Data to process:
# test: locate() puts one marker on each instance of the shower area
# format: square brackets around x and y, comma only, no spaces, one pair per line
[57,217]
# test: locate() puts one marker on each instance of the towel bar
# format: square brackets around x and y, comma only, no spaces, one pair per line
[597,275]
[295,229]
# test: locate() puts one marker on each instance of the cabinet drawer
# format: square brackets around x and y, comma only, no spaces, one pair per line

Stated goal:
Reproduce the data above word for word, keeping every line in its original order.

Solution:
# test: locate() puts one marker on each instance of the shower area
# format: square brackets around x and y, comma only, no spaces, one pair per line
[57,217]
# test: locate() puts one marker on each instance of the towel bar
# format: square brackets around x and y, comma only, no spaces, one pair per line
[597,275]
[295,229]
# test: locate() puts one marker on each instance of the cabinet drawer
# format: square brackets around x and y, comma only, no spaces, one pair per line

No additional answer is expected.